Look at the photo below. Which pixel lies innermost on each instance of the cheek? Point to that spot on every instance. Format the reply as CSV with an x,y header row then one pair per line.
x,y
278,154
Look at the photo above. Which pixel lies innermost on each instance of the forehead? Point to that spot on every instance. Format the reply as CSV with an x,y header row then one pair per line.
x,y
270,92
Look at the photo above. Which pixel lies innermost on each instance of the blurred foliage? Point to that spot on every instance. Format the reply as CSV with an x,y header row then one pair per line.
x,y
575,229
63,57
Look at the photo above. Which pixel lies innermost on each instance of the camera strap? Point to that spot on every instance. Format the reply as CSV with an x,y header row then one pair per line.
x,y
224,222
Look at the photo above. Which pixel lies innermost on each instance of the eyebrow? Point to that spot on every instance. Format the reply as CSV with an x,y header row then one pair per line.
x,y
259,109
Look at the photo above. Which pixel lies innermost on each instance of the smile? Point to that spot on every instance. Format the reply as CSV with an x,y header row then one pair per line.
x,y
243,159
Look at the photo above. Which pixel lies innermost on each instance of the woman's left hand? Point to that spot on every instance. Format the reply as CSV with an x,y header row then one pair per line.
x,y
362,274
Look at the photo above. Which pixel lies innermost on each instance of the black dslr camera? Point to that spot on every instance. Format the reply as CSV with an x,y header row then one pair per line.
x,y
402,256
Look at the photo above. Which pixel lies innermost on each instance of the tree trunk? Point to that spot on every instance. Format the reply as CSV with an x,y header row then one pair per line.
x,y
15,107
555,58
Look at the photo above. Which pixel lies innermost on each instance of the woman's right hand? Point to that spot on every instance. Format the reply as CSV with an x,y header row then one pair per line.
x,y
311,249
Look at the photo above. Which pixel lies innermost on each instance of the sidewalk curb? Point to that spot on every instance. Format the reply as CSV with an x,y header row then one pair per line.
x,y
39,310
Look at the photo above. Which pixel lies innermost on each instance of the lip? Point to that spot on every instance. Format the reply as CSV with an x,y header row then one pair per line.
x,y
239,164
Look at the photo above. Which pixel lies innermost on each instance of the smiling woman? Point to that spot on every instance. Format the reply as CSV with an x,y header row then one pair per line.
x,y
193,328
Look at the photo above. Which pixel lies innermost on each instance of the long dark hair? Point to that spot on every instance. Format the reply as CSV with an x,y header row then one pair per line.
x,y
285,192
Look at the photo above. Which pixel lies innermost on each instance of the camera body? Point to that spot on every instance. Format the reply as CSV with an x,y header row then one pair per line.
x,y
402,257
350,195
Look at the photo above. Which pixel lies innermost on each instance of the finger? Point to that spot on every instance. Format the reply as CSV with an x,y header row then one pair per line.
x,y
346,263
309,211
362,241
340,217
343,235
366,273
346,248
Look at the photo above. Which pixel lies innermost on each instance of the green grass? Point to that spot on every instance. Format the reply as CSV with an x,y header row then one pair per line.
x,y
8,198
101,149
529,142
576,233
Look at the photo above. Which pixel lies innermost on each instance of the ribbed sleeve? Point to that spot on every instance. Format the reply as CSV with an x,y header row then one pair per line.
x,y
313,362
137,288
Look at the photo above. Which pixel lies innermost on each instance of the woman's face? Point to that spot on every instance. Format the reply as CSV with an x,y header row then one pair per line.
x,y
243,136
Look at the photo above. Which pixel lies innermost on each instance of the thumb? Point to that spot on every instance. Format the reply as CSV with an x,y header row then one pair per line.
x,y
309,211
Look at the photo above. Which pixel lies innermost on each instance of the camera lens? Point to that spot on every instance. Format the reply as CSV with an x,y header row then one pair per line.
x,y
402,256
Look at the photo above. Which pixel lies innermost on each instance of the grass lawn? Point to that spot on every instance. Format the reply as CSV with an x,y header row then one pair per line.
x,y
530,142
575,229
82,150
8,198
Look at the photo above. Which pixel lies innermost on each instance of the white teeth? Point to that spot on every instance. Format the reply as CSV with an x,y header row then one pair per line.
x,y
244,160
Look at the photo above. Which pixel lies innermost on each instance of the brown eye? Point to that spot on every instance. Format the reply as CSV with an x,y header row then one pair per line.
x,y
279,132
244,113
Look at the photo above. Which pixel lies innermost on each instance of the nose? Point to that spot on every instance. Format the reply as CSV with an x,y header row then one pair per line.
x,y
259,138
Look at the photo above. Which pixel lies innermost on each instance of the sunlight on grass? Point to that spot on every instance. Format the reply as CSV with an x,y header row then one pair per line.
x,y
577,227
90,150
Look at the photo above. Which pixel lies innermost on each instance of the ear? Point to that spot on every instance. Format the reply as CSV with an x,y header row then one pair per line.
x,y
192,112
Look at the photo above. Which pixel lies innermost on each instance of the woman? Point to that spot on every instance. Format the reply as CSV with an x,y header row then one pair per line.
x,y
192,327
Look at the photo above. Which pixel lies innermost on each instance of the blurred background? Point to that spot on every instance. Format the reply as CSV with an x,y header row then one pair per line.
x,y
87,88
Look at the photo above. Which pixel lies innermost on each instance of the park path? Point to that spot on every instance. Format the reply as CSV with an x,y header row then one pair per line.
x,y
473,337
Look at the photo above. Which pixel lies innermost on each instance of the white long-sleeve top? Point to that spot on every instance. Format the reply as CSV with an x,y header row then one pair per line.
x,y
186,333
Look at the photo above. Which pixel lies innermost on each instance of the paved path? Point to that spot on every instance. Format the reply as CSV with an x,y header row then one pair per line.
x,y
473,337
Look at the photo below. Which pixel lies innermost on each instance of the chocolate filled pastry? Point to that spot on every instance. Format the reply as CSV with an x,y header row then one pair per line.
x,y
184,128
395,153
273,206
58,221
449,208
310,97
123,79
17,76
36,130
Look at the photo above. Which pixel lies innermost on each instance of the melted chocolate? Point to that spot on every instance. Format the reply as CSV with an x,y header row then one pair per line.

**Task instructions**. Repeat the records above in full, word for word.

**Finished exercise**.
Look at the photo below. Which pixel lies innermost on each instance of the cheek? Point to that spot on every instance. Format the reply as CSV with an x,y header row then one pair per line.
x,y
278,154
Look at the photo above. Which pixel lies innermost on each instance of the forehead? Point to that spot on every instance. Format the reply as CSV with an x,y header row then one pair per line.
x,y
270,92
Look at the photo above. Which pixel lies innermost on each instance of the blurred foliage? Point to that spot on every instance. Format the reply as CSV with an x,y header row then one pair per line.
x,y
575,229
63,57
Look at the photo above. Which pixel lies innermost on each instance of the camera strap? Point to that spot on every instance. Format the reply as CSV with an x,y header row then one pair per line.
x,y
224,222
Look at the photo above. Which pixel lies innermost on each instance of the eyebrow? Point to that spot on every instance. Format the reply as CSV with an x,y header row then one pair per line.
x,y
259,109
Look at the photo above. Which pixel lies innermost on each instance of the smile? Point to that spot on every instance. Format the reply as CSV with an x,y header row then one pair per line.
x,y
243,159
Look at the photo above. Which pixel lies innermost on each instance of the woman's left hand? Point to that spot on every instance. Format the reply as CSV with an x,y header row then one pair per line.
x,y
362,274
Look at the photo above. Which pixel lies innermost on each instance of the black dslr camera? Point to that spot on every instance. Format the reply as CSV with an x,y header row then one pair per line.
x,y
402,256
Look at the photo above. Which pixel lies innermost on each instance of the tree trunk? Point to that spot on every instance. Format the reply as CSV with an x,y header row then one pair per line.
x,y
15,107
555,58
Look at the photo above. Which pixel lies innermost on each instance of the woman's right hand? Point to that spot on every instance. Format the reply as CSV with an x,y header row then one pair per line.
x,y
311,249
Look at the photo above. Which pixel lies innermost on each instance of the sidewalk curb? Point to that spot on every instance. Format the reply as CSV with an x,y header row then one pair per line.
x,y
39,310
Look at the photo above. Which pixel lies innermost on each instance of the lip? Point to that spot on every instance. Format the reply as CSV with an x,y header row then one pair per line.
x,y
239,164
Look at the photo above. Which pixel lies innermost on each instance of the smiling woman? Point to that spot on every instance. Format the reply as CSV with an x,y header row then one pair per line.
x,y
193,328
Look at the photo above. Which pixel lies innermost on each instance of the long dark hair? Point to that spot on every instance. Format the reply as CSV with an x,y header row then one pair per line.
x,y
285,192
Look at the photo above. Which pixel lies innermost on each instance of the camera body? Point to that spot on every instance. Format the reply as CSV with an x,y header row then one pair per line.
x,y
402,257
350,195
Look at the photo above. Which pixel lies innermost on each instance of the finger? Point to that spot on every instance. Format the reply as CSV with an x,y header row then one pair per line.
x,y
346,263
309,211
362,241
340,217
343,235
366,273
346,248
Look at the photo above. Which pixel lies innermost on each instance of the green grass? Point to that spot on every instance. Format the reply as CSV with an x,y header row then one pair per line.
x,y
8,198
101,149
529,142
576,233
Look at the photo above. Which pixel lies innermost on each instance of the ribbed sleeve? Point to that spot on every instance. Format the reply as CSV with an x,y header row then one pair per line.
x,y
313,362
137,288
Look at the photo above. Which pixel lies innermost on each instance of the woman's face? Point to that spot on every instance. Format the reply as CSV with an x,y header row then one pair per line.
x,y
243,136
Look at the photo above. Which pixel lies innermost on each instance of the thumb? Point to that spot on every instance. Format the reply as CSV with an x,y header row then one pair per line.
x,y
309,211
Look at the photo above. Which pixel lies innermost on each instance of the camera lens? Point to that spot on every instance. Format the reply as CSV with an x,y header row then one pair per line.
x,y
402,256
Look at the photo above. Which pixel lies innermost on each instance of the grass lawn? Point to that spot on every instance. Format the reply as CSV with an x,y header row then one pair per line.
x,y
530,142
575,229
82,150
8,198
Look at the photo above. Which pixel lies innermost on each instance of the white teeth? Point to that spot on every instance. Format the reply as CSV with an x,y header row then one pair per line.
x,y
244,160
Look at the photo above. Which pixel lies innermost on each instance of the brown eye? Point to that spot on every instance. Format the reply as CSV with an x,y header row then one pair per line.
x,y
279,132
244,113
Look at the photo above. Which pixel lies innermost on each instance of the nose? Point to that spot on every instance. Format the reply as CSV with an x,y header row then one pair per line.
x,y
259,138
Look at the photo above. Which pixel lies innermost on each instance of the sunlight on grass? Point to that spot on every instance. Format the reply as CSV with an x,y header row then one pair per line.
x,y
577,227
90,150
Look at the photo above. Which pixel lies innermost on each instance of the ear? Point to that spot on every instance. Format the reply as CSV with an x,y header row then one pair per line.
x,y
192,112
Look at the photo above. Which pixel lies innermost on each instance of the woman? Point to that spot on every instance. Format the reply as CSV with an x,y header row then one pair per line.
x,y
192,327
Look at the photo above. Which pixel lies innermost on each instance of the blurred background? Point to that spot on every instance. Format the reply as CSV with an x,y header row then one pair per line.
x,y
87,88
Look at the photo above. Which pixel lies innermost on each instance of the park path? Point to that spot on every instance. Format the reply as CSV with an x,y header row then one pair per line.
x,y
473,337
Look at the photo above. Which pixel lies innermost on each instance of the white long-sleeve top? Point to that spot on every instance. Format the reply as CSV with an x,y header row then one pair per line.
x,y
186,333
Look at the photo above. Which pixel lies innermost on each instance of the paved path? Point to that spot on every instance. Format the reply as CSV with an x,y header row then one pair per line.
x,y
473,337
Look at the photo below. Which pixel lies innermost on each instance of the chocolate filled pastry? Point to that spot on every instance. Format the reply as CSV with an x,y header row then one pair per line.
x,y
184,128
395,153
273,206
58,221
449,208
310,97
123,79
17,76
36,130
Look at the photo above. Which pixel lies innermost on each instance of the melted chocolate? Point to that spot on every instance. Format the reply as CSV with an x,y header row then one pair per line.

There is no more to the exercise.